Activity: Would you please restate every record exactly as written?

Data shown:

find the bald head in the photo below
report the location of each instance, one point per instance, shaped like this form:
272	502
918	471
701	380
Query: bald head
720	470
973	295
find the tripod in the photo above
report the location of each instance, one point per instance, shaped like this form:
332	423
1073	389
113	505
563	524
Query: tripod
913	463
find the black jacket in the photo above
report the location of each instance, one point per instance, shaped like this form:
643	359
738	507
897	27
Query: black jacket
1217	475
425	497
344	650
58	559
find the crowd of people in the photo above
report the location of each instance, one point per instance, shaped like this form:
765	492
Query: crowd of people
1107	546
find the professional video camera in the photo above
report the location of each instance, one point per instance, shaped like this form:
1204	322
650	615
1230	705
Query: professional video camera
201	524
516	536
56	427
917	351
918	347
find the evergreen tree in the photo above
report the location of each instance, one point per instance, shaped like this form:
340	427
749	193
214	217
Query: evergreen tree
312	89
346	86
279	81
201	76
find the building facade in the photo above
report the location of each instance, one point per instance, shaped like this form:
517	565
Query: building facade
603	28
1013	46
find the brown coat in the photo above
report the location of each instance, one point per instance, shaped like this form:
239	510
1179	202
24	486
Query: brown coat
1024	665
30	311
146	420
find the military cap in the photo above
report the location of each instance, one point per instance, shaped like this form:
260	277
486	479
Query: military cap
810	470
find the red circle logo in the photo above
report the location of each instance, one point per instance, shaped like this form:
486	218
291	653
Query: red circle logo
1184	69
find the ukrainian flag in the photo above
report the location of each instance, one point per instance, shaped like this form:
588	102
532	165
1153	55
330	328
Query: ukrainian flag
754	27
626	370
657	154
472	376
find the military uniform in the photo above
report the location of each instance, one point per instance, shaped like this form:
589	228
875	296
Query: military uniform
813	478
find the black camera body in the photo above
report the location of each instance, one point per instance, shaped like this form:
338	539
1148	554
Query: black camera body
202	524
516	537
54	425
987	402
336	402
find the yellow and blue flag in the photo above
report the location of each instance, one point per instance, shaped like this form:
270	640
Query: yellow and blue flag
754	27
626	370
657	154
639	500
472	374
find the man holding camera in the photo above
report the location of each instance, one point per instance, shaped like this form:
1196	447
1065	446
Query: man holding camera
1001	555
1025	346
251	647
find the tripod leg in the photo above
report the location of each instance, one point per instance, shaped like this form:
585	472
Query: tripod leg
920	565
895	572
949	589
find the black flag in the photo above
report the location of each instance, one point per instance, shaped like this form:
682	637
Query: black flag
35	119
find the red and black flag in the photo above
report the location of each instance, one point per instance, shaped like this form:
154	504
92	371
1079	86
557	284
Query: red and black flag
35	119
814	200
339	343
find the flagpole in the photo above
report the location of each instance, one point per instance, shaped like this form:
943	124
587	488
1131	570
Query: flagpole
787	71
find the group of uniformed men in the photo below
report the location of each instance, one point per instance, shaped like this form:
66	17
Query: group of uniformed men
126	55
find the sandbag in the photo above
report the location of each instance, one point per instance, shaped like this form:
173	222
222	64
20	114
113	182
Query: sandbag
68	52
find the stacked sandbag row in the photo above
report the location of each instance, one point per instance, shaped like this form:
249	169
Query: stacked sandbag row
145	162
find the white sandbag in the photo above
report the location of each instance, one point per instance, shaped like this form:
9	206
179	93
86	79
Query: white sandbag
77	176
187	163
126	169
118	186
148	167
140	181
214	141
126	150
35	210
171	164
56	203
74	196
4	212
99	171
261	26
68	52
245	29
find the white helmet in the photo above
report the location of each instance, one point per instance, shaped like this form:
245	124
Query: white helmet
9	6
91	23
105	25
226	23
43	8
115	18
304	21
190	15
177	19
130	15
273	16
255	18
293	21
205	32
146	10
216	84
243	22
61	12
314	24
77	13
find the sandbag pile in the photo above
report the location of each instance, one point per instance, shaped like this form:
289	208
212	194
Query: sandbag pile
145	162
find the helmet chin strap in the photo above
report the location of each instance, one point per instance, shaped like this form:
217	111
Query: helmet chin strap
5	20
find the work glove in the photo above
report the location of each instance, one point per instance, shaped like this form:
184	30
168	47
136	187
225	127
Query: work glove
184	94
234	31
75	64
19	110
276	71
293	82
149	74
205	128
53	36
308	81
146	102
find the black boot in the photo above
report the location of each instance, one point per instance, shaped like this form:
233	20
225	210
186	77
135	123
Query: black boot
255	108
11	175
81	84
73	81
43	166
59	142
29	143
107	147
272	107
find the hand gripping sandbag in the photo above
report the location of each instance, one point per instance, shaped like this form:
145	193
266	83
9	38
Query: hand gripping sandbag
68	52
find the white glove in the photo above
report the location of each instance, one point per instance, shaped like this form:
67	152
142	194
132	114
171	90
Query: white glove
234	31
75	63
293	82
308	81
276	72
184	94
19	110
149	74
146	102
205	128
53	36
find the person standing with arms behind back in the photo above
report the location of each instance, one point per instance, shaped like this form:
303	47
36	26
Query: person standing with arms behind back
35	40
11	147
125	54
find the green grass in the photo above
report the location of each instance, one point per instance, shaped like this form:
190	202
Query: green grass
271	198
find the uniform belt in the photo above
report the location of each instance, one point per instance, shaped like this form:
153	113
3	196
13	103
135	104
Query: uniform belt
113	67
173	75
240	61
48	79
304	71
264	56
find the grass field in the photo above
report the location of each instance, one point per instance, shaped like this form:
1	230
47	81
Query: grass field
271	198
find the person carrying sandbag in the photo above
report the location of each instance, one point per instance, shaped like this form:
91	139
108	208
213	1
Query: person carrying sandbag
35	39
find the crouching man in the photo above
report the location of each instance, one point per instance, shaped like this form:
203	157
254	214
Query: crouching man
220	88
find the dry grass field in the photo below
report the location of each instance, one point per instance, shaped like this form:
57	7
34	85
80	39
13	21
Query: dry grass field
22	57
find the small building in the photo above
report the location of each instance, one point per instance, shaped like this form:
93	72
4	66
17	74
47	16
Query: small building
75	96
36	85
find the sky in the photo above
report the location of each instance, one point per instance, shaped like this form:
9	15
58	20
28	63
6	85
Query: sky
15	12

Task output:
find the bald head in the photo below
report the location of each instance, one point per instance, shaped like this form:
272	502
918	471
701	380
Query: bald head
720	470
973	295
find the tripod in the photo above
report the location of each instance, one point per instance, shaped like this form:
332	423
1073	389
113	505
563	524
Query: tripod
913	463
find the black jacket in the photo above
report the location of each instance, one point per instance, shaped like this form:
643	359
738	507
897	27
Query: black jacket
1217	475
425	497
344	650
58	559
find the crowd of people in the photo above
report the location of each instance, one point per instance, shaped like this form:
765	492
Query: crowd of people
1107	546
find the professional video camera in the photo above
report the location of each instance, one point per instance, shaped like this form:
1204	322
650	615
1230	705
Query: professional video camera
201	524
516	536
56	427
917	351
918	347
find the evergreen tree in the photo above
report the location of each instance, one point per instance, shaped like this form:
340	427
749	193
214	217
Query: evergreen tree
312	89
346	86
279	81
201	76
find the building facade in the photo above
report the location of each instance, one point per instance, shaped like this form:
517	565
Query: building facade
603	28
1013	46
find the brown coat in the photo above
report the location of each instance, one point per instance, shaped like this form:
239	510
1179	202
24	486
Query: brown coat
1024	665
30	311
146	420
find the military cap in the photo above
report the location of each instance, one point per instance, shaped like this form:
260	277
486	479
Query: military cap
810	470
find the red circle logo in the photo above
report the location of each instance, one point per instance, shaped like this form:
486	218
291	653
Query: red circle logo
1184	69
find the ukrainian flag in the photo above
report the location of each instance, one point per instance, shaped like this form:
588	102
532	165
1153	55
330	328
Query: ukrainian flag
754	27
626	370
657	154
472	376
find the military uniform in the photo above
report the location of each instance, one point per instance, shaped like this form:
589	228
875	296
Query: military uniform
813	478
find the black camera body in the photo above
report the location of each instance, one point per instance, shaped like this form:
338	539
1148	554
Query: black camera body
202	524
516	537
54	425
987	402
336	402
find the yellow and blue flag in the photo above
report the location of each instance, one point per instance, shaped like this form:
270	640
Query: yellow and blue flag
754	27
626	370
657	154
639	500
472	374
find the man holding camera in the photo above
report the location of each instance, one point per instance, shaped like this form:
1196	447
1065	446
Query: man holding camera
1001	555
1025	346
251	647
find the tripod leg in the photo above
report the location of each instance, one point per instance, shaped like this form:
585	472
Query: tripod leg
920	565
895	572
949	589
find the black flag in the photo above
report the location of each instance, one point per instance, shaped like this form:
682	637
Query: black flag
35	119
find the red and black flag in the photo above
report the location of each instance, one point per instance, shaped like this form:
154	504
92	371
1079	86
557	284
Query: red and black flag
35	119
814	200
339	343
find the flagpole in the photo above
report the location of each instance, one point per instance, shaped like this form:
943	124
587	488
1131	570
Query: flagpole
787	71
find the group of uniformed men in the photo below
report the location of each instance, one point per instance, shaped like this form:
66	17
Query: group of uniformed men
126	55
find the sandbag in the photo above
report the location of each instance, one point per instance, shaped like this form:
173	222
222	64
20	114
113	182
Query: sandbag
68	52
find the stacked sandbag row in the photo above
report the location of each instance, one point per instance, shaped like this form:
249	169
Query: stacked sandbag row
145	162
find the white sandbag in the photo above
report the location of each instance, one point per instance, shaped like this form:
9	206
179	93
86	79
Query: white sandbag
77	176
187	163
126	169
118	186
148	167
140	181
214	141
126	150
35	210
171	164
56	203
74	196
4	212
99	171
261	26
68	52
245	29
find the white helmet in the photo above
report the location of each instance, one point per instance, shaped like this form:
245	124
Query: white helmet
9	6
91	23
105	25
226	23
43	8
115	18
304	21
190	15
177	19
130	15
273	16
255	18
293	21
205	32
146	10
216	84
243	22
61	12
314	24
77	13
find the sandbag pile in the photo above
report the location of each instance, one point per instance, shaped like this form:
289	208
212	194
Query: sandbag pile
145	162
find the helmet chin strap in the photo above
report the location of each instance, one point per instance, shaped like this form:
217	111
Query: helmet chin strap
5	20
find the work glove in the photo above
report the location of each instance, one point per instance, shaped like this form:
184	30
168	47
136	187
225	127
Query: work glove
184	94
234	31
75	64
19	110
276	71
293	82
149	74
205	128
53	36
308	81
146	102
find the black boot in the photo above
report the location of each instance, one point per instance, shaped like this form:
233	20
225	210
186	77
135	123
Query: black boot
255	108
11	175
81	84
73	81
43	166
59	142
29	143
107	147
272	107
find the hand gripping sandbag in the photo above
report the location of each instance, one point per instance, shaped like this form:
145	193
266	83
9	38
Query: hand gripping sandbag
68	52
find the white glove in the photo above
report the location of each instance, one point per instance, shaped like this form:
67	152
142	194
132	114
171	90
Query: white glove
234	31
75	63
293	82
308	81
276	72
184	94
19	110
149	74
146	102
205	128
53	36
find the person standing with arms behind back in the photo above
report the location of each instance, one point per instance, shaped like this form:
303	47
36	26
Query: person standing with arms behind back
35	40
11	147
125	54
find the green grass in the photo above
report the location of each instance, one point per instance, shaped like this form:
190	202
Query: green grass
271	198
find the uniform belt in the photo above
report the location of each instance, one point per instance, shaped like this form:
153	113
3	196
13	103
135	104
Query: uniform belt
113	67
173	75
240	61
48	79
304	71
264	56
find the grass field in the photo above
report the location of each instance, one point per instance, shaped like this form:
1	230
47	81
Query: grass field
271	198
find the person carrying sandbag in the photo above
report the location of each instance, one point per instance, shaped like this form:
91	139
108	208
213	1
Query: person carrying sandbag
35	39
find the crouching man in the photo above
report the location of each instance, one point per instance, shaped like this form:
203	157
254	214
Query: crouching man
220	88
find the dry grass field in the photo below
report the location of each instance, one point per instance, shaped like this form:
57	7
34	85
80	39
13	21
Query: dry grass field
22	57
find the small building in the photo above
report the location of each instance, one point per instance, shaped like this form:
93	72
4	66
17	74
47	16
Query: small building
75	96
36	85
find the sky in the photo above
report the location of each instance, one point per instance, shaped like this form:
9	15
58	20
28	63
6	85
Query: sky
15	12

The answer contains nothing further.